:: DATASET RECORDS ::

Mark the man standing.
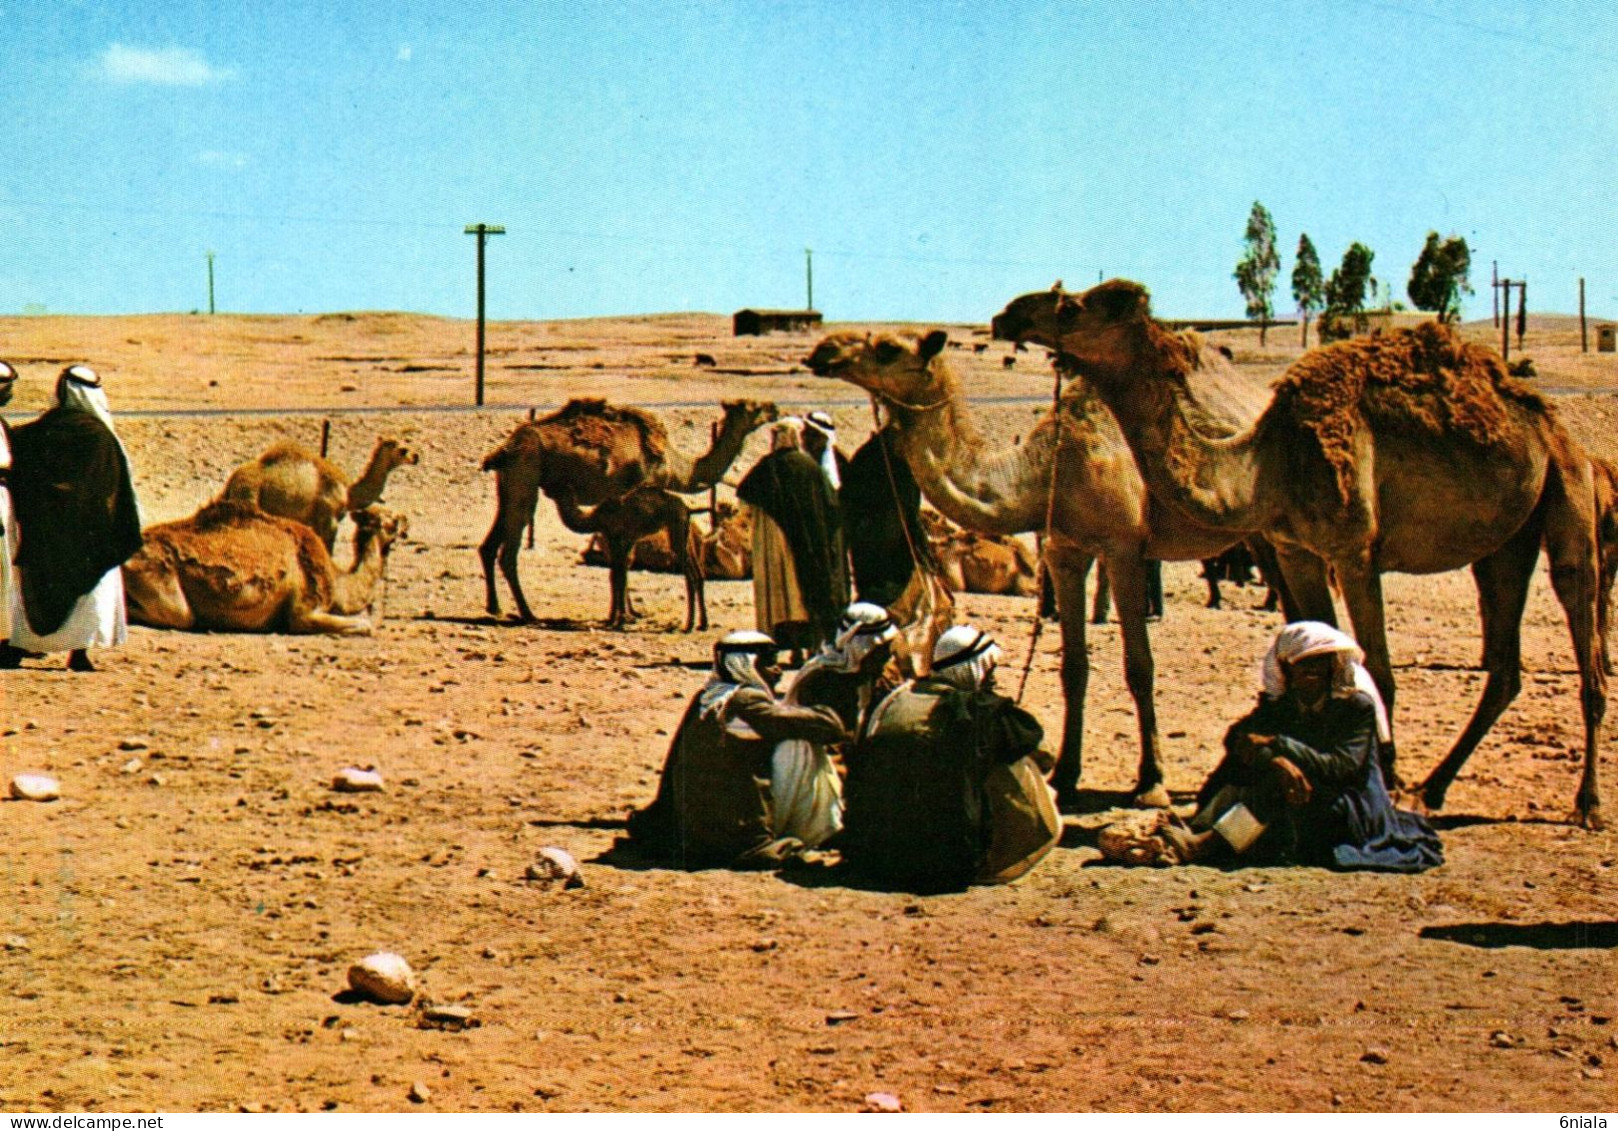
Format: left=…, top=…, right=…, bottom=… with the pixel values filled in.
left=0, top=362, right=18, bottom=655
left=2, top=365, right=143, bottom=672
left=737, top=418, right=850, bottom=661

:::

Nothing but the lines from the one with "Format: left=…, top=…, right=…, bottom=…" through the final line of the records may appear in the answer, and each must be transcribed exactly.

Format: left=…, top=…, right=…, bottom=… with the pixel values filled in.
left=0, top=362, right=18, bottom=655
left=2, top=365, right=143, bottom=672
left=737, top=418, right=850, bottom=661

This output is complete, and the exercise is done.